» **Exercise set**
a - Answer these from the goodness-of-fit text:
(i) What estimation method is named as an example of an efficient way to estimate θ?
(ii) How many families are counted in the number-of-children example?
(iii) How many of those families have 2 children?
b - Translate into Spanish this sentence from the goodness-of-fit text: "In such an example, the null hypothesis specifies some constraint on the parameters but stops short of providing their values specifically."

— Begin Selected extract —

In such an example, the null hypothesis specifies some constraint on the parameters but stops short of providing their values specifically. In more general notation, the model specifies that:

\(\pi_1 = g_1(\theta)\),
\(\pi_2 = g_2(\theta)\),
\(\vdots\)
\(\pi_k = g_k(\theta)\),

where \(g_1, \ldots, g_k\) are known functions, but the parameter \(\theta\) is unknown (e.g., \(p\) in the example above). Let \(S_0\) denote the set of all \(\pi\) that satisfy these constraints for some parameter \(\theta\). We want to test

\(H_0 \colon \pi \in S_0\) versus \(H_A \colon \pi \in S\)

where \(S\) denotes the probability simplex (the space) of all possible values of \(\pi\). (Notice that \(S\) is a \((k-1)\)-dimensional space, but the dimension of \(S_0\) is the number of free parameters in \(\theta\).) The method for conducting this test is as follows:

  1. Estimate \(\theta\) by an efficient method (e.g., maximum likelihood), and denote the estimate by \(\hat{\theta}\).
  2. Calculate (estimated) expected counts under the null hypothesis by \(n\hat{\pi}_{0j}\), where \(\hat{\pi}_{0j} = g_j(\hat{\theta})\), for \(j=0,\ldots,k\). We may still denote these as \(E_j\), even though they involve an estimated parameter.
  3. Calculate the goodness-of-fit statistics \(X^2(x,\hat{\pi}_0)\) and \(G^2(x,\hat{\pi}_0)\) using the usual formulas from the \(O_j\) and the \(E_j\).

That is, once the \(E_j\) are obtained from the estimated parameter(s), we use the usual formulas:

\(X^2=\sum\limits_j \dfrac{(O_j-E_j)^2}{E_j}\) and \(G^2=2\sum\limits_j O_j \log\dfrac{O_j}{E_j}\)

If \(X^2\) and \(G^2\) are calculated as described above, then under the null hypothesis, both are approximately  \(\chi^{2}_{\nu}\), where \(\nu\) equals the number of unknown parameters under the alternative hypothesis minus the number of unknown parameters under the null hypothesis, \(\nu = (k − 1) − d\) where \(d = dim(\theta)\), i.e., the number of parameters that required estimation.

Example: Number of Children (the Poisson model) Section

Suppose that we observe the following numbers of children in \(n=100\) families:

no. of children: 0 1 2 3 4+
count: 19 26 29 13 13

Are these data consistent with a Poisson distribution? Recall that if a random variable \(Y\) has a Poisson distribution with mean \(\lambda\), then

\(P(Y=y)=\dfrac{\lambda^y e^{-\lambda}}{y!}\)

— End Selected extract —
— Begin Given entries —

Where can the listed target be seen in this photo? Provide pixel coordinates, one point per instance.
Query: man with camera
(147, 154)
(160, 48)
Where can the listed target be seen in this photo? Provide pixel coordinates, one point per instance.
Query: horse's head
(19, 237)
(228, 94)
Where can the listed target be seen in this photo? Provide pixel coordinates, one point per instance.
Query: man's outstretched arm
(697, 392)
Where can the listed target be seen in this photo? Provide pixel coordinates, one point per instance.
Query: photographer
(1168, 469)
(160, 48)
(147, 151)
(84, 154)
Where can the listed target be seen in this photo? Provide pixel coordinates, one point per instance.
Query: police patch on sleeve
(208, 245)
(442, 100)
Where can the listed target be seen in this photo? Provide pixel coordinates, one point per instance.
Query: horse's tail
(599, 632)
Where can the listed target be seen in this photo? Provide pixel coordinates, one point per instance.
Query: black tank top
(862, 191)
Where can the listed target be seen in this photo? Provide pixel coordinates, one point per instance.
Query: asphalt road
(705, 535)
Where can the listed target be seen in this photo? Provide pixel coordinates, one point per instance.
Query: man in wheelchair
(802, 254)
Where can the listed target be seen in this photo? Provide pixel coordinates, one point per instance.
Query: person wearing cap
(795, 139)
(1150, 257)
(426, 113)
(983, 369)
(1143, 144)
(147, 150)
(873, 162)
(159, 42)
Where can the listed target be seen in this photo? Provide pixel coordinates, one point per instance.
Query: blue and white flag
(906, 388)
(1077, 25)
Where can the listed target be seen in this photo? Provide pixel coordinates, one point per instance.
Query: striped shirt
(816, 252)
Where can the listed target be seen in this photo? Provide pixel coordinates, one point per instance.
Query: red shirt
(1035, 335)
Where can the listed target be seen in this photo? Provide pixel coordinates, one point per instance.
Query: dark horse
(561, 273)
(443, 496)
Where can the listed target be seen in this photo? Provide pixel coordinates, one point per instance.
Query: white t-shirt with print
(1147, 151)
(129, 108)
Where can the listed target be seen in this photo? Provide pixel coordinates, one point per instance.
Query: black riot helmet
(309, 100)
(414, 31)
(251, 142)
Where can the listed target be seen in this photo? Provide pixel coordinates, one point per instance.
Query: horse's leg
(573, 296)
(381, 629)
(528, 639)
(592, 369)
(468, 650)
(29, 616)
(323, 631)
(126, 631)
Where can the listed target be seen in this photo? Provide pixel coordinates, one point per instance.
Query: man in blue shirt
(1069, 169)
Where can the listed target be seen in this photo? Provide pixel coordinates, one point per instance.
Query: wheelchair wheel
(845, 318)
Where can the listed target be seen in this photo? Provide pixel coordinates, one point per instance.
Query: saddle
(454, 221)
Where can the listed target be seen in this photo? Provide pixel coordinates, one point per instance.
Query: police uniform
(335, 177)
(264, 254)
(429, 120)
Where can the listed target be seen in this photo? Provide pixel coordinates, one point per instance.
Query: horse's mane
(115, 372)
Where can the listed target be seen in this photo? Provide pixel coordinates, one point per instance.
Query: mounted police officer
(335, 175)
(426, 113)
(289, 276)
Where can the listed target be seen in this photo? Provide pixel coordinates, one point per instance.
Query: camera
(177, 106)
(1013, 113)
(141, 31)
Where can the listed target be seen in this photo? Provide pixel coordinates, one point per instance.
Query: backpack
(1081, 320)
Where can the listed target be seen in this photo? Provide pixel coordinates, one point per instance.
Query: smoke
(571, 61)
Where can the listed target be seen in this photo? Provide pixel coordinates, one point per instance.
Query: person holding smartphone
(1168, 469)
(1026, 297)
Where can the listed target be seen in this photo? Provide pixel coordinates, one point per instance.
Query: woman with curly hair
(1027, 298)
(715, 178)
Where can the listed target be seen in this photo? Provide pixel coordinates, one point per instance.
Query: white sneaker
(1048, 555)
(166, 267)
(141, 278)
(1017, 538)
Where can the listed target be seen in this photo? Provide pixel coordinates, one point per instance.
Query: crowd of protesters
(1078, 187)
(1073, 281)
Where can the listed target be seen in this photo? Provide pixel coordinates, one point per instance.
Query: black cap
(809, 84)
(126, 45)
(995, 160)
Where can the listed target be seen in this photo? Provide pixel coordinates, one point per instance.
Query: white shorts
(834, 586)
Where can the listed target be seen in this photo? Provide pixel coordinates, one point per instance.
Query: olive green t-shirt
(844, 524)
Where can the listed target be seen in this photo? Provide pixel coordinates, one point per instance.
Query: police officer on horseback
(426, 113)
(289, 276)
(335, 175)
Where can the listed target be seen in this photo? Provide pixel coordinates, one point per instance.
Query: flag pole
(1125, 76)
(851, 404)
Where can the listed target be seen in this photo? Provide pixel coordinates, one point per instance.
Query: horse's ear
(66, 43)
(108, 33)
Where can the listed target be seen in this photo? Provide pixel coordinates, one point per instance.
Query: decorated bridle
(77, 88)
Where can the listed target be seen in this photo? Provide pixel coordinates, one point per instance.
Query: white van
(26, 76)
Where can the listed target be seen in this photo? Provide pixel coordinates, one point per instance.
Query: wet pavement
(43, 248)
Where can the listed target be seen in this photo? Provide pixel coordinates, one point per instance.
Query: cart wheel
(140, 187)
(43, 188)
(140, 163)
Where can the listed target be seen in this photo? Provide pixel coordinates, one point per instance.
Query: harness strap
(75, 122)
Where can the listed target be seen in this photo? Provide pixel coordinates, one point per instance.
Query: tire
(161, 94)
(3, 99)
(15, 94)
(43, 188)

— End Given entries —

» **Responses per task**
a -
(i) Maximum likelihood.
(ii) 100 families.
(iii) 29 families.

b - En un ejemplo así, la hipótesis nula especifica alguna restricción sobre los parámetros, pero no llega a proporcionar sus valores de forma específica.